▶ [EXERCISE PROMPT] Each line of the records containing "lattice" is to be copied out and returned.

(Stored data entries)
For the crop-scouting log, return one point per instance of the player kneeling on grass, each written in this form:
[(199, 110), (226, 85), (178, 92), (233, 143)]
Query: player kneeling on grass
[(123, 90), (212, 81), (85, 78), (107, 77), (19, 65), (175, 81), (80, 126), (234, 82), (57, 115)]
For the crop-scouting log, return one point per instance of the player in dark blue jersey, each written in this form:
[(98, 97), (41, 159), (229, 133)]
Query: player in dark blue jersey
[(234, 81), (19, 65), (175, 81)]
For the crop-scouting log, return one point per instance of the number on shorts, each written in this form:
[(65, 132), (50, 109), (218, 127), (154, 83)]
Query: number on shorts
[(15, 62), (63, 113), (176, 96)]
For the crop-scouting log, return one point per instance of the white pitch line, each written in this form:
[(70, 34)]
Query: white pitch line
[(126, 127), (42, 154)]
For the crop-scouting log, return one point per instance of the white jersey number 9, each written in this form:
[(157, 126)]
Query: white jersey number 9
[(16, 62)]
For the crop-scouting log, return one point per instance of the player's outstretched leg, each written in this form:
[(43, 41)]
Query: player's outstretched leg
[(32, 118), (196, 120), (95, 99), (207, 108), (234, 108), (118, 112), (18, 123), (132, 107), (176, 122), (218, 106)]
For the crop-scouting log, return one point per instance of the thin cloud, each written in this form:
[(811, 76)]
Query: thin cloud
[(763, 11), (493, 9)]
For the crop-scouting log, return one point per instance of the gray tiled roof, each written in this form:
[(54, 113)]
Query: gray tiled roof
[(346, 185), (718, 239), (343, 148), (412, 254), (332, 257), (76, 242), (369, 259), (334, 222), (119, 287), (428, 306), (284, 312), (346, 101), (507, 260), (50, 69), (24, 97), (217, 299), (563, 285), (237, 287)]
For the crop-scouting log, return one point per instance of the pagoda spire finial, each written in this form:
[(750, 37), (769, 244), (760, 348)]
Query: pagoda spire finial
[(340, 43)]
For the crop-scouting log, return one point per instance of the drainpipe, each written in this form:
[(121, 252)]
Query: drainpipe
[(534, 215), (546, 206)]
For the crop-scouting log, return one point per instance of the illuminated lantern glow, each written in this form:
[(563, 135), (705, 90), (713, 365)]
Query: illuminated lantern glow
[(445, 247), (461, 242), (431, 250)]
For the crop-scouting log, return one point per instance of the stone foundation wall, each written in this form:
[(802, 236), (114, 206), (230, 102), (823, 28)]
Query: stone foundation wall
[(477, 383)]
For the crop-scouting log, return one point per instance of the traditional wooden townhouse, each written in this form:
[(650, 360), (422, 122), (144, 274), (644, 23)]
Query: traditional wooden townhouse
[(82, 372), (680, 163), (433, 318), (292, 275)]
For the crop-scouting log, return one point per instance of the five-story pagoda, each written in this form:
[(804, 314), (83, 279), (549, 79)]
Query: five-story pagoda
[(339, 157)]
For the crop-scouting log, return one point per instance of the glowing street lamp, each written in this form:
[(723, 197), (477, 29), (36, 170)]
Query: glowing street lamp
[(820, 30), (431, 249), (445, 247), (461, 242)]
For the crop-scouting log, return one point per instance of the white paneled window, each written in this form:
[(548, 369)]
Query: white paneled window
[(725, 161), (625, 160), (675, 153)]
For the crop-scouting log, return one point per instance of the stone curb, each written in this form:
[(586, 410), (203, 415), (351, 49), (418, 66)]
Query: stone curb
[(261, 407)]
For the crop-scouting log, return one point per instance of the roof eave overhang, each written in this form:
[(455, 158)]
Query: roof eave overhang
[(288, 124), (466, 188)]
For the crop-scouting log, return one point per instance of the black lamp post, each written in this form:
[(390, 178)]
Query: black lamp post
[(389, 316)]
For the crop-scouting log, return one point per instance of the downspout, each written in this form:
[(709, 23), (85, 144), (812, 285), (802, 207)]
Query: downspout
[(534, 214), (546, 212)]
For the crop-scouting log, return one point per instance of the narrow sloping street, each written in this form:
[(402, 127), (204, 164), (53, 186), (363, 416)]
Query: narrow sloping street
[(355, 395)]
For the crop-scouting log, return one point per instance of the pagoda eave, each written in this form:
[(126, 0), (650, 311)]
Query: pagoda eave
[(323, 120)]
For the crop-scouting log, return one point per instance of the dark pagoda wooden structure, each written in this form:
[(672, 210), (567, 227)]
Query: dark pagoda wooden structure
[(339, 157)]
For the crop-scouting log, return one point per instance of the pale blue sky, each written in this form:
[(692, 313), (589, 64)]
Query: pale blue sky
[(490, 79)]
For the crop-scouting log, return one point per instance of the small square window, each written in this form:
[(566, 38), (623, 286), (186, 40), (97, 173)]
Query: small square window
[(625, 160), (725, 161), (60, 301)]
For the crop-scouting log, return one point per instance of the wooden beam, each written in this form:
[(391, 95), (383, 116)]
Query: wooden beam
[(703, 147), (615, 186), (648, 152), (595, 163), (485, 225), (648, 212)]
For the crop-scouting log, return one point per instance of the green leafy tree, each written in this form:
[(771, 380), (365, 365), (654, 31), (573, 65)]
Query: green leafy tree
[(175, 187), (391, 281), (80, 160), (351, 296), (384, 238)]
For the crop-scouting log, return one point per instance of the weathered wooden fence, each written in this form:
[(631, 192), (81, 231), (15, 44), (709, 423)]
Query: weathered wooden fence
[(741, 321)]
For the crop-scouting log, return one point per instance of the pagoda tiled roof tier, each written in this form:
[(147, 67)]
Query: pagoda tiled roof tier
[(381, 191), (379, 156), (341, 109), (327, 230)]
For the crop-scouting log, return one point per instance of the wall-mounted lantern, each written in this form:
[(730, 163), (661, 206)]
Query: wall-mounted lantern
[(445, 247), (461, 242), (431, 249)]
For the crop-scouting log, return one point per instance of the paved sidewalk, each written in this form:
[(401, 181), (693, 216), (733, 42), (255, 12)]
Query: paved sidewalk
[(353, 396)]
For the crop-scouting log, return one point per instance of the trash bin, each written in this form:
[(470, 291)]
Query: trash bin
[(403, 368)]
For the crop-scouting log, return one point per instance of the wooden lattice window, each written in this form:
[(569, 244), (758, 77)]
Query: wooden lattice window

▶ [OUTPUT OF THE TASK]
For the crop-scouting log, return one point per instance of the wooden lattice window, each written in this form:
Query: wooden lattice window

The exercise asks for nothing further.